• Work instructions
1. Answer these about the SAS scoring thread:
(a) Which range of variables does the asker want to compare against the first observation?
(b) Which procedure does the reply use to compare the KEY row with the observed rows?
(c) Why can't the second poster test the code?
2. Please carry the SAS scoring thread on from its last sentence.

• Source extract
● ● ●

In my DATA step I would like to set values to 0 or 1depending on whether the variable in each observation matches the same variable in the first observation, I want to replace the response letter (A-D) with the 0 or 1 in the dataset, how do I go about doing that comparison?
I'm not doing any grouping, so I believe I can access the first row using First.x, but I'm not sure how to compare that across each variable(answer1-answer45).
| Id | answer1 | answer2 | ...through answer 45
|:-------------|---------:|
| KEY | A | B |
| 2 | A | C |
| 3 | C | D |
| 4 | A | B |
| 5 | D | C |
| 6 | B | B |
Should become:
| Id | answer1 | answer2 | ...through answer 45
|:-------------|---------:|
| KEY | A | B |
| 2 | 1 | 0 |
| 3 | 0 | 0 |
| 4 | 1 | 1 |
| 5 | 0 | 0 |
| 6 | 0 | 1 |
Current code for reading in the data:
DATA TEST(drop=name fill answer0);
INFILE SCORES DSD firstobs=2;
length id $4;
length answer1-answer150 $1;
INPUT name $ fill id $ (answer0-answer150) ($);
RUN;
Thanks in advance!
Here's how I might do it. Create a data set to PROC COMPARE the KEY to the observed. Then you have X for not matching key and missing for matched. You can then use PROC TRANSREG to score the 'X.' to 01. PROC TRANSREG also creates macro variables which contain the names of the new variables and the number.
From log NOTE: _TRGINDN=2 _TRGIND=answer1D answer2D
data questions;
input id:$3. (answer1-answer2)(:$1.);
cards;
KEY A B
2 A C
3 C D
4 A B
5 D C
6 B B
;;;;
run;
data key;
if _n_ eq 1 then set questions(obs=1);
set questions(keep=id firstobs=2);
run;
proc compare base=key compare=questions(firstobs=2) out=comp outdiff noprint;
id id;
run;
options validvarname=v7;
proc transreg design data=comp(drop=_type_ type=data);
id id;
model class(answer:) / noint;
output out=scored(drop=intercept _:);
run;
%put NOTE: &=_TRGINDN &=_TRGIND;
I don't have my SAS license here at home, so I can't actually test this code. I'll give it me best shot, though ...

● ● ●

• Supplied material
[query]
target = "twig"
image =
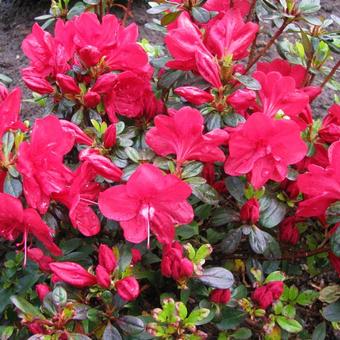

● ● ●

• Solved tasks
1.
(a) answer1 through answer45
(b) PROC COMPARE
(c) The poster doesn't have a SAS license at home.

2.
First, I'd keep my correct answers in a separate table, and then merge it with the answers from the respondents. That also makes the solution scalable, should you have more multiple choice solutions and answers in the same table, since you'd be joining on the assignment ID as well.
Now, import all your correct answers to a table answers_correct with column names answer_correct1-answer_correct45.
Then, merge the two tables and determine the outcome for each question.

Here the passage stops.